### Document segment
==========
# China buying up economic assets and land in U.S.



## Davo45 (Apr 29, 2011)

I don't know if this will go through or not. This is what the Obama administration calls, "Foreign investments".

GoldSilver.com - The Chinese Government Is Buying Up Economic Assets And Huge Tracts Of Land All Over The United States


----------



## BillS (May 30, 2011)

It's one of their ways of getting rid of dollars. They're buying up land all over the world. Especially natural resources in Africa.


----------



## JayJay (Nov 23, 2010)

Are they really 'buying' the land...or is Hillary playing 'let's make a deal'???


----------



## Meerkat (May 31, 2011)

JayJay said:


> Are they really 'buying' the land...or is Hillary playing 'let's make a deal'???


 Its not the land china is after,its the natural gas,oil and other resources we have.


----------



## Sourdough (May 22, 2010)

The chickens come home to roost........


----------



## Meerkat (May 31, 2011)

Sourdough said:


> The chickens come home to roost........


LOl,yep and they are not happy about us blowing up stuff and killing people.


----------



## JayJay (Nov 23, 2010)

Meerkat said:


> Its not the land china is after,its the natural gas,oil and other resources we have.
==========
[Segmentation data]
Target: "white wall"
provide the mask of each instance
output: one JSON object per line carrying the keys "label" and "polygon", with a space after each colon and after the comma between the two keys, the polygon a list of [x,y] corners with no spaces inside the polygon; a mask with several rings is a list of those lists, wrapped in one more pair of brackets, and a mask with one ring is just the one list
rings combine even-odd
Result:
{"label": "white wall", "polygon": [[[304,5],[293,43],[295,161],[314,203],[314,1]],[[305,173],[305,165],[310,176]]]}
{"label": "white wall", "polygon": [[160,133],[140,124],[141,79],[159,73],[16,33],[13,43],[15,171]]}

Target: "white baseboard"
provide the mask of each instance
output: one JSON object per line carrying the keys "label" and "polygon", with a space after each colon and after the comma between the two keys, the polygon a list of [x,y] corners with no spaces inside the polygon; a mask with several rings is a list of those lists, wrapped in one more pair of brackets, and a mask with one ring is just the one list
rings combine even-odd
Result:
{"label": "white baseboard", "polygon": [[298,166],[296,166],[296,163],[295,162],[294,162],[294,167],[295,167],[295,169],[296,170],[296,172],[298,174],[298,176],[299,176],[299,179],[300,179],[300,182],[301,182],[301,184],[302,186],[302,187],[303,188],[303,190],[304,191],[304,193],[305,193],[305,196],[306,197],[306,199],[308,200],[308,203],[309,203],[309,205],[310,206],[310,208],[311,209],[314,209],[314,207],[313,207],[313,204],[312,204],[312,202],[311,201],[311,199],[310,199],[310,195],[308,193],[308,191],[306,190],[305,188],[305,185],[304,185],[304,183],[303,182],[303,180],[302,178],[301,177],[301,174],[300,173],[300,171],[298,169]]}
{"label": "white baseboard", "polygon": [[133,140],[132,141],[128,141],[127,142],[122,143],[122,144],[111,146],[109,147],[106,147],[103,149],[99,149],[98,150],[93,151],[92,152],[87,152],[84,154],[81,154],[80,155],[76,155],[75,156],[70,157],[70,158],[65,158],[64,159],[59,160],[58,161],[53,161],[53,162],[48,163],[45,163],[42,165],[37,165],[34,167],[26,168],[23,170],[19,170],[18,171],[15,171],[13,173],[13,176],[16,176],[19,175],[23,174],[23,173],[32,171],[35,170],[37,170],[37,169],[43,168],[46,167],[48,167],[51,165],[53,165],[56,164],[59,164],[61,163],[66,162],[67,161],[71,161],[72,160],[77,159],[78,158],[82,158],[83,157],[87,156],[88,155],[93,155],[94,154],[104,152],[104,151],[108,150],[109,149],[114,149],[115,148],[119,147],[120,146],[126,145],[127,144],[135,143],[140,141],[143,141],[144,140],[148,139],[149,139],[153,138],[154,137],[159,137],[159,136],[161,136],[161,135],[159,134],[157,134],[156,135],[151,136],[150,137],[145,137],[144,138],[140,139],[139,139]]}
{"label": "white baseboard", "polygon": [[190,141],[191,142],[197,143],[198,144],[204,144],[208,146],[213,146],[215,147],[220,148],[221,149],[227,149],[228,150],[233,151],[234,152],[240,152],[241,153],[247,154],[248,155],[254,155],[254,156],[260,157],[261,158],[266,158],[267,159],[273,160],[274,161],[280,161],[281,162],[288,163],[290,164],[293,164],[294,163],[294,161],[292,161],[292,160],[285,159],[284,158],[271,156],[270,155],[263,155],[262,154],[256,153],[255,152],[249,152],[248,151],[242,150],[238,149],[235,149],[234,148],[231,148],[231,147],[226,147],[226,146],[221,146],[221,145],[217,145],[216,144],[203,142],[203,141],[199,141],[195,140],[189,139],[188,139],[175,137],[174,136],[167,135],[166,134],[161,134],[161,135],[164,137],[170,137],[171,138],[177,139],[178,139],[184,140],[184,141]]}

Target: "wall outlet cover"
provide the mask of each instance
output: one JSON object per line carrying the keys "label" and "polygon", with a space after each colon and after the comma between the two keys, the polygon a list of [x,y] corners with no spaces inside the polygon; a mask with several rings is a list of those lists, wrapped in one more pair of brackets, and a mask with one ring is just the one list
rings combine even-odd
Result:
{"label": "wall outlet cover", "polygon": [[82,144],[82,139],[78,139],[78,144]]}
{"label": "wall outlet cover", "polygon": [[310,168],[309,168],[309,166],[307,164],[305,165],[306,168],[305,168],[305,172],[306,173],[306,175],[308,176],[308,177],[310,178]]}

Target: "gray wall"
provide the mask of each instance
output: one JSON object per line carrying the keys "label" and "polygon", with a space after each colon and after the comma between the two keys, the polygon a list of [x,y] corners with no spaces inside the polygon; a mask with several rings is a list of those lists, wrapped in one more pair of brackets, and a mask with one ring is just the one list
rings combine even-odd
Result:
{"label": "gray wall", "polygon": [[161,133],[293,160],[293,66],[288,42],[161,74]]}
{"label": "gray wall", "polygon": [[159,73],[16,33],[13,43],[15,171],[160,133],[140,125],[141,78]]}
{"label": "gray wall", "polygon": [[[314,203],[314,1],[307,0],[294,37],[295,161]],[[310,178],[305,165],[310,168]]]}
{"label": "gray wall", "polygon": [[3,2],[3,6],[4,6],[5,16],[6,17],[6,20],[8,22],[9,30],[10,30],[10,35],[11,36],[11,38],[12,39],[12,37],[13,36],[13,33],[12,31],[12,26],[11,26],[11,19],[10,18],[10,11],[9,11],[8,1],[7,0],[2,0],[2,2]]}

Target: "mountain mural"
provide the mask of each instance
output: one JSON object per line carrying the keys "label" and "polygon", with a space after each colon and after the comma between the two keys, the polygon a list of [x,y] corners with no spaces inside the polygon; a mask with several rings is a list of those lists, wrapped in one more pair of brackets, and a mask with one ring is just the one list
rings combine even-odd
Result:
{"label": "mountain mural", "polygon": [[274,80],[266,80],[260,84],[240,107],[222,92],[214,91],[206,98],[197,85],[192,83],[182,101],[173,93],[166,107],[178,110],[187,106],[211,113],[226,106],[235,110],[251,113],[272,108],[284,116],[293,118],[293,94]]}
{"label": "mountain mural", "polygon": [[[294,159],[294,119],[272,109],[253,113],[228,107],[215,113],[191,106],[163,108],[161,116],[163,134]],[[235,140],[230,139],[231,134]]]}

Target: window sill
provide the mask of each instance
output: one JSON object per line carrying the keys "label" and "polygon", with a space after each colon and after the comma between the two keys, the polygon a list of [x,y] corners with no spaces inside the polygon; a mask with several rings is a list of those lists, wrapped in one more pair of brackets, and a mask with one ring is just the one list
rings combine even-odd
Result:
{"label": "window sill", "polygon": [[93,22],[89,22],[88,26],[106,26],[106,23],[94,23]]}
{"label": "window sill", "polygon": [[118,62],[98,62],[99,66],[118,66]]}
==========
### Required tasks
A) Print the passage of the forum thread on Chinese purchases of land and assets in the United States from "## Davo45 (Apr" to "(May 30, 2011)".
B) Carry on the forum thread about China buying up land and economic assets in the United States from the point where it stops.
The records have no role in this work.

### Task answers
A)
## Davo45 (Apr 29, 2011)

I don't know if this will go through or not. This is what the Obama administration calls, "Foreign investments".

GoldSilver.com - The Chinese Government Is Buying Up Economic Assets And Huge Tracts Of Land All Over The United States


----------



## BillS (May 30, 2011)

B)
I think it was on the Alex Jones show I heard someone say they bragged that the water they are stealing from the Great Lakes (using bladder barges) is cleaner than water coming from their faucets....


----------



## Cahri (Feb 18, 2011)

Davo45 said:


> I don't know if this will go through or not. This is what the Obama administration calls, "Foreign investments".
> 
> GoldSilver.com - The Chinese Government Is Buying Up Economic Assets And Huge Tracts Of Land All Over The United States


Well we shouldn't care so much at this time, They are at critical water levels, and what will they do when their water and food becomes too scarce. The rich will live and the poor will suffer or die


----------



## Meerkat (May 31, 2011)

JayJay said:


> I think it was on the Alex Jones show I heard someone say they bragged that the water they are stealing from the Great Lakes (using bladder barges) is cleaner than water coming from their faucets....


 Switzerlands Nestles Co.and CocaCola drained most of the springs in N.Florida that feed the rivers,now the rivers look like swamps.
Home of the WORLDS LARGEST CONCENTRATION OF NATURAL SPRINGS..People say they could hear and feel them dynamiting the spring to get more water.Big write up in the papers how 70% of the water was sold to other nations,the rest was sold here so people could walk around with a plastic bottle in their mouth looking cool.We carry our own water now.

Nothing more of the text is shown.